Your instructions —
Find the string "snowy" in the data, and copy out each line that has it.

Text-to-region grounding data
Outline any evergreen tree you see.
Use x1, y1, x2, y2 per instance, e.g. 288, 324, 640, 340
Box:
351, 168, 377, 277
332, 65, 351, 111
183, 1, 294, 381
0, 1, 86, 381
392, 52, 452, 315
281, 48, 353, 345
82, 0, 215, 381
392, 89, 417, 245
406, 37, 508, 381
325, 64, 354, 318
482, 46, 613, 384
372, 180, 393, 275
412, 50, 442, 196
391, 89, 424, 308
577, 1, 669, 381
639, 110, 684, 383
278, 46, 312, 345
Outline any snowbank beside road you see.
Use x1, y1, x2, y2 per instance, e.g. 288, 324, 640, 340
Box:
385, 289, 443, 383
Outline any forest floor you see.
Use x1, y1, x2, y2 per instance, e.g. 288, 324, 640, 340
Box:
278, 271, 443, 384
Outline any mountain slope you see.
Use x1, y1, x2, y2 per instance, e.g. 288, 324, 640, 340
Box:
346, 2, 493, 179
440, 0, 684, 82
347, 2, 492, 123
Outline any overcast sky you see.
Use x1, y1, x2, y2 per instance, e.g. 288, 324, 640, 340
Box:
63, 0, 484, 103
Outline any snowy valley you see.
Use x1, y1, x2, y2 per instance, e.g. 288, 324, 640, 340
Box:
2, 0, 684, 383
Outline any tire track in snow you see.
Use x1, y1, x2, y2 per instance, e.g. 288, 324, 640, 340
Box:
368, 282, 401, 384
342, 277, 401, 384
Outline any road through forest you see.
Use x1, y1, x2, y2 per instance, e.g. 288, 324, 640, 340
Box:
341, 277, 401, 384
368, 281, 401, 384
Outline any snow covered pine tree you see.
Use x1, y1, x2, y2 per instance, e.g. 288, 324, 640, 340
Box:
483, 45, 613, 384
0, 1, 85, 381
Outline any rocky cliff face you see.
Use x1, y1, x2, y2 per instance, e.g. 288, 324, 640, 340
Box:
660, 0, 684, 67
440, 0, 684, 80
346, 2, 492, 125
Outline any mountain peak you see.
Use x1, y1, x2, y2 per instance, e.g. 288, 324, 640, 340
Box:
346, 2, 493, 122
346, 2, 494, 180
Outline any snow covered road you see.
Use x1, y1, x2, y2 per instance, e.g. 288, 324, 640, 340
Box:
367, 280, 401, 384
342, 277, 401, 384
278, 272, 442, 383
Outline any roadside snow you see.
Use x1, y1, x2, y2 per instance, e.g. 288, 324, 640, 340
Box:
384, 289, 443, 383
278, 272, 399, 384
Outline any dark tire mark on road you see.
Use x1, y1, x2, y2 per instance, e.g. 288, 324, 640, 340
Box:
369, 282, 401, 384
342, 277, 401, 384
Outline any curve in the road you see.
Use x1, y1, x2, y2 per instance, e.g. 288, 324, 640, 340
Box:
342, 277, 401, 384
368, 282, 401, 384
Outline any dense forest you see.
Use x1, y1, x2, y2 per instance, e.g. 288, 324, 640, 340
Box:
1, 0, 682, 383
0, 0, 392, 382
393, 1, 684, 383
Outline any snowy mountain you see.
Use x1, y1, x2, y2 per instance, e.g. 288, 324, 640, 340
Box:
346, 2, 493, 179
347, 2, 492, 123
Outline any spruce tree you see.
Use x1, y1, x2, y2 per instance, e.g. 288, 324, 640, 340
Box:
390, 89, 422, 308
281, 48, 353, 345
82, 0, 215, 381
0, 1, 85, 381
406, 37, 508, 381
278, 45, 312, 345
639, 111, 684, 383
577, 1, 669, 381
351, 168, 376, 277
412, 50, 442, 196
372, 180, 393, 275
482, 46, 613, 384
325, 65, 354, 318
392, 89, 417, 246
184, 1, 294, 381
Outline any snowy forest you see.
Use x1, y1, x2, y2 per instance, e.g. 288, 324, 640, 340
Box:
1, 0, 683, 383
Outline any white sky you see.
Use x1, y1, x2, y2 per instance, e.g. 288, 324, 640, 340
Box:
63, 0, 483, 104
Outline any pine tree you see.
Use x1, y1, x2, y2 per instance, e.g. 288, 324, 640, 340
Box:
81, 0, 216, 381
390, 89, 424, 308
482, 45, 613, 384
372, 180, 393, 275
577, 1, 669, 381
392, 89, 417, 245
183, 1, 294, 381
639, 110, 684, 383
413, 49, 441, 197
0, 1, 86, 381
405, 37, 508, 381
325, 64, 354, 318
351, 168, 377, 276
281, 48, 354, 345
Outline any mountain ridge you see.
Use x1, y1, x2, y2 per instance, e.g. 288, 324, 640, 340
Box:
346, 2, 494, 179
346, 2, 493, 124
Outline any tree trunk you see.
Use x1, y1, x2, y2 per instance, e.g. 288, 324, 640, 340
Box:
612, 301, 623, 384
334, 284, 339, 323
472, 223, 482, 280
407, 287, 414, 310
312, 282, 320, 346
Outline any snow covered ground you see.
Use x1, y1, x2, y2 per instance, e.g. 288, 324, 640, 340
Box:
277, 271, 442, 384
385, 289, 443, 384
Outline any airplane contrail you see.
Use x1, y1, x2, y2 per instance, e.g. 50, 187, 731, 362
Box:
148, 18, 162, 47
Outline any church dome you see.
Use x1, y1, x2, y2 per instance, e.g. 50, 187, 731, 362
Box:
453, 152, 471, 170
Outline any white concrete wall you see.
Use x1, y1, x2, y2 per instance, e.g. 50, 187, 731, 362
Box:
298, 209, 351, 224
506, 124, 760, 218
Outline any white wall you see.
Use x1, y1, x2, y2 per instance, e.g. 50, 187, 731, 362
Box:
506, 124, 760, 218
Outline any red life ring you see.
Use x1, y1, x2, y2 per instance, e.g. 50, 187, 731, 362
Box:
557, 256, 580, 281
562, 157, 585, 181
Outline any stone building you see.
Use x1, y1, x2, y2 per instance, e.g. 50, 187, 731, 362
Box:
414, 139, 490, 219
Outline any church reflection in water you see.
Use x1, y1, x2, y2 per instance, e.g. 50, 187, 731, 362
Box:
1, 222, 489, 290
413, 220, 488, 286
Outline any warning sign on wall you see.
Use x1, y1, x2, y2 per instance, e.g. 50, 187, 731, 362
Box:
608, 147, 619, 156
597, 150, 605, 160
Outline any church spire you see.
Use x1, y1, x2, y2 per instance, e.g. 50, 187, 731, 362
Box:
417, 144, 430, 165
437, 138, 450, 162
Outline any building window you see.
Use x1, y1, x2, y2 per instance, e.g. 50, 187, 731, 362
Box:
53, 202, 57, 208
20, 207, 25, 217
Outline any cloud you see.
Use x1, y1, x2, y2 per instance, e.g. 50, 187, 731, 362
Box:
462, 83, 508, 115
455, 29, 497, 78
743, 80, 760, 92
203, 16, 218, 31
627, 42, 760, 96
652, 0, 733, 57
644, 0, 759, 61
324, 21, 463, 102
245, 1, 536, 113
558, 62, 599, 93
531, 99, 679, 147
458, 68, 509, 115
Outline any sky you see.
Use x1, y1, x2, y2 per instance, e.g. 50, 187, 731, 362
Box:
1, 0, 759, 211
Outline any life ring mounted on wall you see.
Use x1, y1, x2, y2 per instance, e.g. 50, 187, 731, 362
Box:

Completed task —
Outline any snowy valley you see.
Outline any snowy mountain you see.
Outline any snowy forest you see.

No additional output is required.